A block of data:
========

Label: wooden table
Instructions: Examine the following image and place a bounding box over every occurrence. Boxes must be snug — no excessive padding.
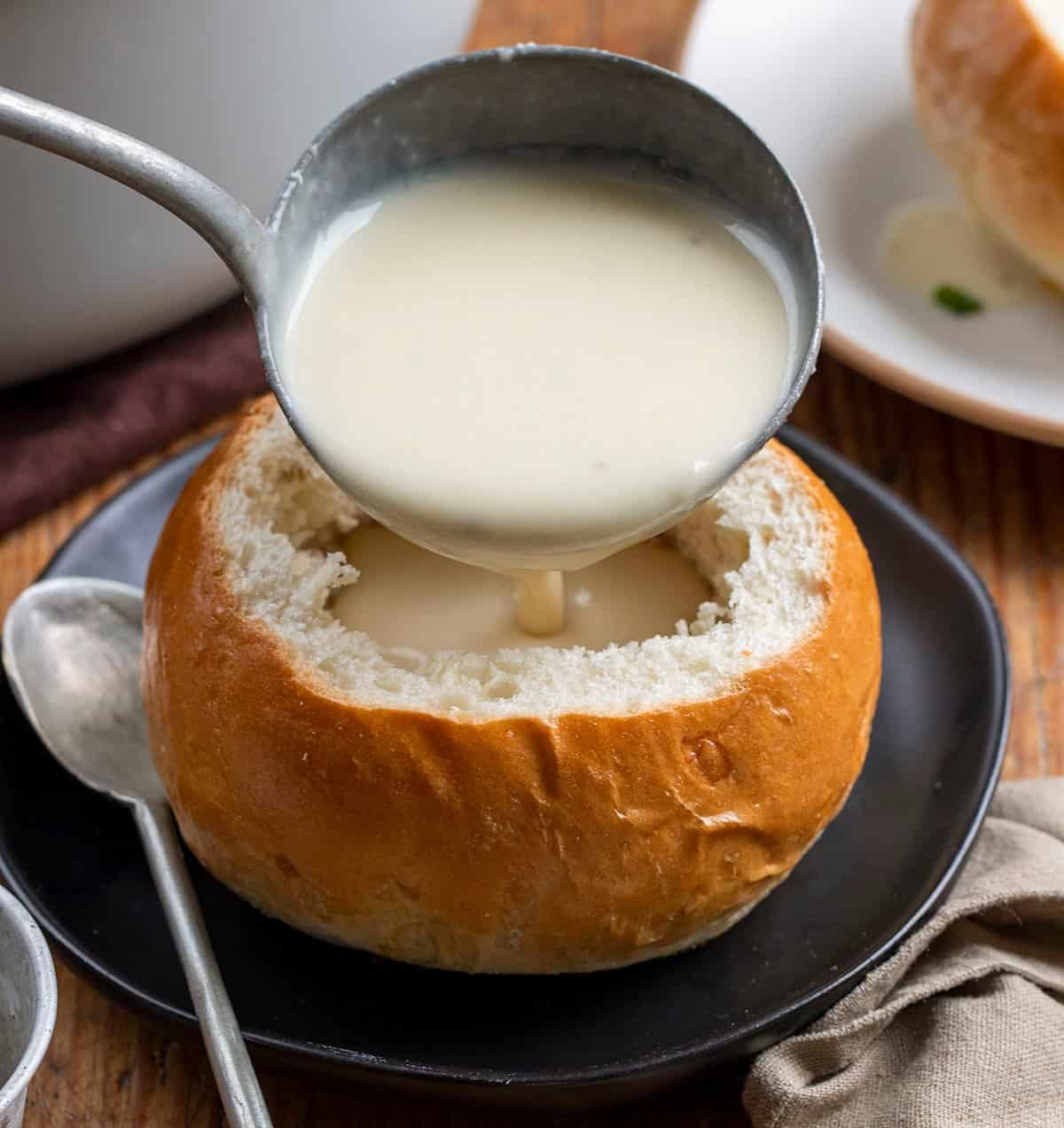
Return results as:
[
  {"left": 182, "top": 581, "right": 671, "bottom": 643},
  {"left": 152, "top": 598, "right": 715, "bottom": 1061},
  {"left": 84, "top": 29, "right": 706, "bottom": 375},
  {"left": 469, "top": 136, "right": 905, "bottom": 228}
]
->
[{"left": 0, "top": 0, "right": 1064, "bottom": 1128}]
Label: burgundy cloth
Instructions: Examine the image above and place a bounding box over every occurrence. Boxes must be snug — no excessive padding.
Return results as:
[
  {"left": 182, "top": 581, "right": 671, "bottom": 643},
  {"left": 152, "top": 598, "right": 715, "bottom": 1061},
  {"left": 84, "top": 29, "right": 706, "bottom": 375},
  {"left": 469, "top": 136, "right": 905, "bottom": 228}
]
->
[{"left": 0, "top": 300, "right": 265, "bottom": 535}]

========

_Problem details_: Copy out every line of the rows above word for word, leaving out the pictures.

_Final answer_:
Label: wooden table
Instructions: Examine the following image and place a bounding box over every occurrence. Boxes must be snug — no excessive padding.
Return results as:
[
  {"left": 182, "top": 581, "right": 671, "bottom": 643},
  {"left": 152, "top": 598, "right": 715, "bottom": 1061},
  {"left": 84, "top": 29, "right": 706, "bottom": 375},
  {"left": 469, "top": 136, "right": 905, "bottom": 228}
]
->
[{"left": 0, "top": 0, "right": 1064, "bottom": 1128}]
Label: burgundy cloth
Instructions: Examine the image above and place a bounding box over every occurrence. Boxes must be snug — no excessive padding.
Return results as:
[
  {"left": 182, "top": 581, "right": 671, "bottom": 643},
  {"left": 152, "top": 598, "right": 715, "bottom": 1061},
  {"left": 84, "top": 29, "right": 706, "bottom": 375},
  {"left": 469, "top": 136, "right": 905, "bottom": 228}
]
->
[{"left": 0, "top": 300, "right": 265, "bottom": 535}]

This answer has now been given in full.